◆ **EXTRAIT DU DOCUMENT**:
+++++

TÉMOIGNAGE: ““Je suis née avec mon handicap et je n’accepte pas comment les autres le traitent””

Justine Rossius

Morgane, mannequin internationale, est en fauteuil roulant depuis sa naissance. Elle apprend peu à peu que, comme tout le monde, elle peut croire en elle et être fière de ce qu’elle fait.

« Ce que j’ai porte le nom compliqué de ‘dystrophie musculaire cognitive avec déficit en LAMA2’. En termes simples, cette anomalie génétique signifie que mon corps ne convertit pas les protéines qu’il ingère en masse musculaire, ce qui me laisse avec une force musculaire limitée. Concrètement, pour moi, cela signifie que je ne peux pas marcher ou soulever des objets trop lourds, comme un verre rempli, mais c’est différent pour chaque personne atteinte de ce handicap. »

Une femme adulte

« Je suis née avec mon handicap et je n’ai jamais connu d’autre ‘normalité’. En grandissant, j’ai également eu le temps d’apprendre à accepter mon handicap. J’y suis parvenue, mais ce que je ne peux pas accepter, c’est la façon dont les autres le traitent et dont certaines personnes se comportent à mon égard. Par exemple, il arrive régulièrement que lorsque je suis en compagnie d’amis ou de membres de ma famille, les gens commencent à leur parler de moi, au lieu de s’adresser directement à moi ‘comment va-t-elle?’, ‘que veut-elle commander pour le dîner?’, ‘devrions-nous adapter quelque chose pour elle?’ Pourtant, je ne suis qu’une femme adulte qui sait parler et qui sait parfaitement ce qu’elle veut.

+++++

◆ **DONNÉES FOURNIES**:
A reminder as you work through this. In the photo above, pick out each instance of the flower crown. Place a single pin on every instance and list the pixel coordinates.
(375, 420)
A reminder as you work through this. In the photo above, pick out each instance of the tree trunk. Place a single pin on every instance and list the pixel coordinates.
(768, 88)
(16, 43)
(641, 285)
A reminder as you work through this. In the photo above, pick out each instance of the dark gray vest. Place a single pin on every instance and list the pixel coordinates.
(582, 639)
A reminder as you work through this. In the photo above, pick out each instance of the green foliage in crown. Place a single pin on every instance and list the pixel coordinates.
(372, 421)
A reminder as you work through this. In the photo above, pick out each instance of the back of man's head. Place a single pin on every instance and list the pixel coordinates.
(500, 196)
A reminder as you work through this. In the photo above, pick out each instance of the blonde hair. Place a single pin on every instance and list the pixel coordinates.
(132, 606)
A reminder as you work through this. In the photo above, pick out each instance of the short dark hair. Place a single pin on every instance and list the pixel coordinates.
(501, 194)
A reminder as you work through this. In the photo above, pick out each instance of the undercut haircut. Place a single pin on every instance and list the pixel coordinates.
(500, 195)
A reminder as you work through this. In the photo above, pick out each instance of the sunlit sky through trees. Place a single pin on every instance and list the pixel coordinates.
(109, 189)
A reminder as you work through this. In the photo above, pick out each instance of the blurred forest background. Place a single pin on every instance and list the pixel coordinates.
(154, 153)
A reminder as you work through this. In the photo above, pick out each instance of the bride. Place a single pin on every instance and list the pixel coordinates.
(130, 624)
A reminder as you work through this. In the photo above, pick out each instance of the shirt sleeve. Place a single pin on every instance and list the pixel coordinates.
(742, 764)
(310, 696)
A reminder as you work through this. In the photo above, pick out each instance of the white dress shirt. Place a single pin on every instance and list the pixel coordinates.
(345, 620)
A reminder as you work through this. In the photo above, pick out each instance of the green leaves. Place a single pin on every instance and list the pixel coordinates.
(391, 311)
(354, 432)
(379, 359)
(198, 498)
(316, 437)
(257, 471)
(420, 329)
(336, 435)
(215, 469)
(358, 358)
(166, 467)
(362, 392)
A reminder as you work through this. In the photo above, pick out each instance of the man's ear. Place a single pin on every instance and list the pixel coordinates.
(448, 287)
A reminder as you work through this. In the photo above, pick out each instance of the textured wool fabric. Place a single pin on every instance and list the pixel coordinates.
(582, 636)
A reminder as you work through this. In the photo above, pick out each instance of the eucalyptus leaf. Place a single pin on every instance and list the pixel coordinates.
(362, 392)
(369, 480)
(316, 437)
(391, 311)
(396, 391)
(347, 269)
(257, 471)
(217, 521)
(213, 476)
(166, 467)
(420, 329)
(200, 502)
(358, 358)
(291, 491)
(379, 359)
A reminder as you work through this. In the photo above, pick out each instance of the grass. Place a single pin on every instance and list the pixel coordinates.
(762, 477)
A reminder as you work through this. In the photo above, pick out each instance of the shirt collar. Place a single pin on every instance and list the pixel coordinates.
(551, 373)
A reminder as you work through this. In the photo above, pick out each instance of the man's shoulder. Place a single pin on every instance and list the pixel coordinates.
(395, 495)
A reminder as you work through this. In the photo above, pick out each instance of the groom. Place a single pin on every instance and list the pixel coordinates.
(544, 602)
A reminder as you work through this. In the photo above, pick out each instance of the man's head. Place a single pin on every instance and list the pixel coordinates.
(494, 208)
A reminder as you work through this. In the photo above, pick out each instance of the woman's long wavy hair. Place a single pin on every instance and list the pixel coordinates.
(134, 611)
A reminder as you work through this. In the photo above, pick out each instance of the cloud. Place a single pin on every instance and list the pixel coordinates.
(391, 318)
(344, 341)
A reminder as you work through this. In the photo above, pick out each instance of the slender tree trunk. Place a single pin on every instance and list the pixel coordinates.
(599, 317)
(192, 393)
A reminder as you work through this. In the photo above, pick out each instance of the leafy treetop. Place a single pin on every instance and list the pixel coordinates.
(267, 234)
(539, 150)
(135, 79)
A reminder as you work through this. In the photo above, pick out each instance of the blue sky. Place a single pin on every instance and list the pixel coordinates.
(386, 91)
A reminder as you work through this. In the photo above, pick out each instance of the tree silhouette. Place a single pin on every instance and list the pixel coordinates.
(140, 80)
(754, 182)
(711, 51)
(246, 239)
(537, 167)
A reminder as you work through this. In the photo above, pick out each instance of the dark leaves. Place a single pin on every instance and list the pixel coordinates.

+++++

◆ **TRAVAIL À FAIRE**:
a) Répondez à ces questions sur le témoignage de Morgane :
(i) Quel métier exerce Morgane ?
(ii) Quel objet donne-t-elle en exemple de ce qu'elle ne peut pas soulever ?
(iii) À qui les gens s'adressent-ils à sa place lorsqu'elle est accompagnée ?
b) Poursuivez le témoignage de Morgane à partir de sa dernière phrase.

◆ **CORRIGÉ DES EXERCICES**:
a)
(i) Elle est mannequin internationale.
(ii) Un verre rempli.
(iii) À ses amis ou aux membres de sa famille qui l'accompagnent.

b)
Quand vous êtes en fauteuil roulant, les gens supposent souvent immédiatement que vous souffrez également d’un handicap mental.

Il s’agit d’abord d’une fausse généralité, mais même si une personne souffre d’un handicap mental, ce n’est pas une raison pour la traiter différemment. À mon avis, c’est dû en grande partie à une représentation trop peu montrée. En effet, comment les gens peuvent-ils comprendre qu’une personne handicapée est aussi tout à fait normale, s’ils ne la voient jamais à la télévision, dans les médias, sur les réseaux sociaux, en politique... Je ne mâche pas mes mots à propos de notre système scolaire non plus. La façon dont j’ai été traitée dans l’enseignement est tout simplement affligeante. Mes parents ont choisi de m’inscrire dans le système éducatif ‘normal’, mais ça n’a pas été facile. Il y a même eu des enseignants qui ont littéralement dit: ‘Je ne veux pas d’elle dans ma classe parce qu’elle est trop lourde’. Pourtant, je n’ai pas eu besoin de beaucoup d’aide: seulement d’un camarade pour sortir mes livres de mon sac et me tendre un stylo à bille. À l’heure du déjeuner, mes parents ont fait en sorte qu’une infirmière m’accompagne aux toilettes et je pouvais manger mes tartines toute seule. Je trouve ça vraiment nul que les enseignants soient partis du principe que je ne serais pas capable de suivre le niveau. »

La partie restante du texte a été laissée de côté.